### [Data records]

==============================

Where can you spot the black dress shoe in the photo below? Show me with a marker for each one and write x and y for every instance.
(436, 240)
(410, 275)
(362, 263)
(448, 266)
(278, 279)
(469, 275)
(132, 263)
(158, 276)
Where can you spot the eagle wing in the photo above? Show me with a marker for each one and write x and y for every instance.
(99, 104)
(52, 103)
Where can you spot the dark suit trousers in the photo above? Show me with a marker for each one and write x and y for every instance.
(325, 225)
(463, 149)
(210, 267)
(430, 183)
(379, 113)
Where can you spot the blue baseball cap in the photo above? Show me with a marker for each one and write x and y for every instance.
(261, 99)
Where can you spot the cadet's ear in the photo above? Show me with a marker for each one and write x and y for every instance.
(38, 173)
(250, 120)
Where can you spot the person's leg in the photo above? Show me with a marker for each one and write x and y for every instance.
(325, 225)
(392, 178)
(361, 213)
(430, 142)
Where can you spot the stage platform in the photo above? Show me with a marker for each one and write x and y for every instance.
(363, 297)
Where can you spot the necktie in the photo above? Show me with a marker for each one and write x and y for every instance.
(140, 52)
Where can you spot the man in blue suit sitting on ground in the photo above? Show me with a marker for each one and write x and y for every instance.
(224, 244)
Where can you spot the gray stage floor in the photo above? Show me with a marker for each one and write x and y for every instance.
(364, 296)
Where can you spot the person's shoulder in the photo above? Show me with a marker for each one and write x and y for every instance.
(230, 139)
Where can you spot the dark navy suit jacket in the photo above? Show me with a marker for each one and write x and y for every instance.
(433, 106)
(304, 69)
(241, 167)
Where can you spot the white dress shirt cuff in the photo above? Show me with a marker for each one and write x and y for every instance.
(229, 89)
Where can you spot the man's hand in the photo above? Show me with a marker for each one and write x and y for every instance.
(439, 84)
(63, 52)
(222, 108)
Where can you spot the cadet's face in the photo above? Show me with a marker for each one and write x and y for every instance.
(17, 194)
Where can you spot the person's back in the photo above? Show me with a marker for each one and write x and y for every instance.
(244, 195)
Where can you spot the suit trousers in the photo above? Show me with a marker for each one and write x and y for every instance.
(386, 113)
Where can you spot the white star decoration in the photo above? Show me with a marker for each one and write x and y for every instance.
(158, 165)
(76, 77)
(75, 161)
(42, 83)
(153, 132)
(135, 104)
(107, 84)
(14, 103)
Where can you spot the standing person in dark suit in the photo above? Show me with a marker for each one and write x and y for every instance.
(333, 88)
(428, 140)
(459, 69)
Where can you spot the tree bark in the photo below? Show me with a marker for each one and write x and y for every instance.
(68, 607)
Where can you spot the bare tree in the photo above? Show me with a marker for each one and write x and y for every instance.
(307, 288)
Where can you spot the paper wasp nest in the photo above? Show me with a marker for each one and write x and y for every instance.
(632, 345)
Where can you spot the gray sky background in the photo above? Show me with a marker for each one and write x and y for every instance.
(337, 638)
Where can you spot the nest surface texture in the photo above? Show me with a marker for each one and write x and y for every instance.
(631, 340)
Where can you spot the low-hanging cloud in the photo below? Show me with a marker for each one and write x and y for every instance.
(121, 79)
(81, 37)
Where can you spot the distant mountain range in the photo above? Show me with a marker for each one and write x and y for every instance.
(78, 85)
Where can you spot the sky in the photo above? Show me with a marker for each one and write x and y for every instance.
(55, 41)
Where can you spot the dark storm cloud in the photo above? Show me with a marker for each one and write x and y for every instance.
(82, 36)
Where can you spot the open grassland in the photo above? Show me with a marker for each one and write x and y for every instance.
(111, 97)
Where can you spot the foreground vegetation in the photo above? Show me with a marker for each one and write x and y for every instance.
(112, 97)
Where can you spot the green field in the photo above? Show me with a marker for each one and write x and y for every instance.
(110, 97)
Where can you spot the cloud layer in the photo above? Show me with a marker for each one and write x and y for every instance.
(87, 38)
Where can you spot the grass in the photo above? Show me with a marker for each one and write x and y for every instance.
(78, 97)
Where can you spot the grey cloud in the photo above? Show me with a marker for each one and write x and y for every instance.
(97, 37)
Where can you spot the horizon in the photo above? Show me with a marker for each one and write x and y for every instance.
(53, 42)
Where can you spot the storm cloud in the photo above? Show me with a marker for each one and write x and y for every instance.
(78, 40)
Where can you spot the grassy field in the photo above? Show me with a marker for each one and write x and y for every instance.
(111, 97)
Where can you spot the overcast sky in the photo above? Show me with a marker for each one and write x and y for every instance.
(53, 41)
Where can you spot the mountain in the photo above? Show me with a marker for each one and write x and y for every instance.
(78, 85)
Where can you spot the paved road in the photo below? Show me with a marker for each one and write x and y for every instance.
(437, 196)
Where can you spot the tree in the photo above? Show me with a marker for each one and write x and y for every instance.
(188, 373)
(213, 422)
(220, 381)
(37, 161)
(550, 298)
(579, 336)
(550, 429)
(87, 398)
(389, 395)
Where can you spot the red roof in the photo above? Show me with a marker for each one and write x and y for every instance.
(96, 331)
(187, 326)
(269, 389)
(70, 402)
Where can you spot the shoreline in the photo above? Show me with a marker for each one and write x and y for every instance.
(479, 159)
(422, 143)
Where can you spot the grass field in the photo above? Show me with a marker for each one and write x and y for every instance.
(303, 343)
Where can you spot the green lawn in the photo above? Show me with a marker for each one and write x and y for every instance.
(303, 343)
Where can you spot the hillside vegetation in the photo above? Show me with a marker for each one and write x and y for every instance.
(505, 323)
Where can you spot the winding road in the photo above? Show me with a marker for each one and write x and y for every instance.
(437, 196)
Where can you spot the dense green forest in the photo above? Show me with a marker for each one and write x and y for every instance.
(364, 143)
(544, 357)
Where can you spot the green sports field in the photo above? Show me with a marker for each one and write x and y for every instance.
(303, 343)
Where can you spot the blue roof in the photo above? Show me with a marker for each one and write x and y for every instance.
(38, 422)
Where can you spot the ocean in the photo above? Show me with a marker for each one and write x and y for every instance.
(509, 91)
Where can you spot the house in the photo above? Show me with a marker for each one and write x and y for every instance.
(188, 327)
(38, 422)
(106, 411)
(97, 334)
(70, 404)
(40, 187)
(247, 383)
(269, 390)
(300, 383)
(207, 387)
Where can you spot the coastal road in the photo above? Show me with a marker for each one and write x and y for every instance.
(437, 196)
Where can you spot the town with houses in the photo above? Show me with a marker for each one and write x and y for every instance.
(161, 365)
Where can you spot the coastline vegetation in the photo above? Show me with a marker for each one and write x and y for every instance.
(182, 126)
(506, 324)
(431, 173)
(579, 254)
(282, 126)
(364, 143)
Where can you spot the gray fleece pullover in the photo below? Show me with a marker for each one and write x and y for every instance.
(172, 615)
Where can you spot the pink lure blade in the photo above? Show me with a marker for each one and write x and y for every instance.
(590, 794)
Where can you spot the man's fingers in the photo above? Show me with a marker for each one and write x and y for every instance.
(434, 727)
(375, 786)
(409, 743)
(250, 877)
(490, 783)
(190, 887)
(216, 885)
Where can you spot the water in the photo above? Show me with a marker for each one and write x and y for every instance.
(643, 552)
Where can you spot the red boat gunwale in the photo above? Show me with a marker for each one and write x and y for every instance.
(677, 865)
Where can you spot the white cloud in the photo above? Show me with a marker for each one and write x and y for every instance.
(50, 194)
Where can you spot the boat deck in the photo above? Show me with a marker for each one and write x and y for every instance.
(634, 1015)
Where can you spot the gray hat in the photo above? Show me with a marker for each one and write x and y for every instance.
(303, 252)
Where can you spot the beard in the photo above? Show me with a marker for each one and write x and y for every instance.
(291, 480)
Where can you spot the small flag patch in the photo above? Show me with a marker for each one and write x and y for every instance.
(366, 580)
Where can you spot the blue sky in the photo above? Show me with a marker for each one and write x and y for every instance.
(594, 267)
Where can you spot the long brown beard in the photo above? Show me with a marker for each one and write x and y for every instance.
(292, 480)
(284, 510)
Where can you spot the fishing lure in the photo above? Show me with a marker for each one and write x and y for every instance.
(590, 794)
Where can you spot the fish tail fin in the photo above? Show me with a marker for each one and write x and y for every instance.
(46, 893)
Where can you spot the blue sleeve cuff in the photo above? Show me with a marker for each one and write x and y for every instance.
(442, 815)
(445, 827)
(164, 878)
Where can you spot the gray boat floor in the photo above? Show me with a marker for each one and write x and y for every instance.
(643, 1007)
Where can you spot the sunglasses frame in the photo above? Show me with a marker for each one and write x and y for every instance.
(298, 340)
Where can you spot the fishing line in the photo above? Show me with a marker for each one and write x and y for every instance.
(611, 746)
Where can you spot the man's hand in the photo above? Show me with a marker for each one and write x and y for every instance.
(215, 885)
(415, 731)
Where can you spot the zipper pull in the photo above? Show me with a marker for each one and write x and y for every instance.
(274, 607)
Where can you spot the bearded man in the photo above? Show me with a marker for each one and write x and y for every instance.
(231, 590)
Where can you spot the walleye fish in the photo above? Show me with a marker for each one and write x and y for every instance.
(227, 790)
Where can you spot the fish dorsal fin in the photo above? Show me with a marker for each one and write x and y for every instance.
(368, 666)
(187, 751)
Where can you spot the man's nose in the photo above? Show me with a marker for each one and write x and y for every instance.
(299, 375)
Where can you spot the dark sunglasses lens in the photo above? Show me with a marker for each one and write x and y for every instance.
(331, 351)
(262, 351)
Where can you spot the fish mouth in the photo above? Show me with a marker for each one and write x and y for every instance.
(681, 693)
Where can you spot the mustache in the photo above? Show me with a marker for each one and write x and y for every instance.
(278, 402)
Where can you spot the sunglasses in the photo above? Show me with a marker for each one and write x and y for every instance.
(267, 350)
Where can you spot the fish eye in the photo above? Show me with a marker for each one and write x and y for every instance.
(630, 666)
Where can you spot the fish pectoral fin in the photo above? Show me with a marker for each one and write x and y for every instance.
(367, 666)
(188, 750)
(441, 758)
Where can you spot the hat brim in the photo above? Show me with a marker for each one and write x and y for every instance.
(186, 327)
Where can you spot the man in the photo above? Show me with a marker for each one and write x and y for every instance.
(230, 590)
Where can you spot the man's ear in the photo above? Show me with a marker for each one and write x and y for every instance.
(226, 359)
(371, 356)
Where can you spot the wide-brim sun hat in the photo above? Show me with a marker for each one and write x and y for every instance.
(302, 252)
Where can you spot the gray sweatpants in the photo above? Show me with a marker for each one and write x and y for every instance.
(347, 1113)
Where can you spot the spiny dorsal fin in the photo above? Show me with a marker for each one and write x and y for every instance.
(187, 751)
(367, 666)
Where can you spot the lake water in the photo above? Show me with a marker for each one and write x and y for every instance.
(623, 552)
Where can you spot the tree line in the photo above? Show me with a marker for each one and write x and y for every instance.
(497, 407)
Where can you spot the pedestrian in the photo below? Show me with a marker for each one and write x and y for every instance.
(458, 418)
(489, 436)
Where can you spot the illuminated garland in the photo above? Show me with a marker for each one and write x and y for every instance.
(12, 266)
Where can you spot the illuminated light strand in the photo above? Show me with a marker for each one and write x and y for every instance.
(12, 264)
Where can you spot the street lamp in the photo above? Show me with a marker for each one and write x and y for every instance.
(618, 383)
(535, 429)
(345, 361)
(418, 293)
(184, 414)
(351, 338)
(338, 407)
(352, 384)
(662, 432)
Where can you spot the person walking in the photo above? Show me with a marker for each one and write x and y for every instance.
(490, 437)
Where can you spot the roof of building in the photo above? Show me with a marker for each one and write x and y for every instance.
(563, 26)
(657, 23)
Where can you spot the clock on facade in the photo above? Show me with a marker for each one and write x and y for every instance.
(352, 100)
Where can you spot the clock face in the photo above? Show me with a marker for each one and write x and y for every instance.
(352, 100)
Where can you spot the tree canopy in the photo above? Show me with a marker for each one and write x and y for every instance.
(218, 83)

==============================

### [What you are asked to do]
Starting with the line that contains "Where can you spot the illuminated garland", output every line through the end of the listing above, unchanged.

### [Written solution]
Where can you spot the illuminated garland in the photo above? Show me with a marker for each one and write x and y for every instance.
(12, 266)
Where can you spot the illuminated light strand in the photo above? Show me with a marker for each one and write x and y for every instance.
(12, 264)
Where can you spot the street lamp in the photo above? Show me with a marker for each one and write x and y for every instance.
(618, 383)
(535, 429)
(345, 361)
(418, 293)
(184, 414)
(351, 338)
(338, 407)
(352, 384)
(662, 432)
Where can you spot the person walking in the photo above? Show me with a marker for each one and write x and y for every instance.
(490, 437)
Where can you spot the roof of building in the photo above? Show me with a marker for each one and write x and y for every instance.
(563, 26)
(657, 23)
Where can you spot the clock on facade in the photo above? Show me with a marker for each one and write x and y for every instance.
(352, 100)
Where can you spot the clock face in the photo above? Show me with a marker for each one and write x and y for every instance.
(352, 100)
Where can you spot the tree canopy in the photo above? Show me with a marker for each one and write x and y for every instance.
(218, 83)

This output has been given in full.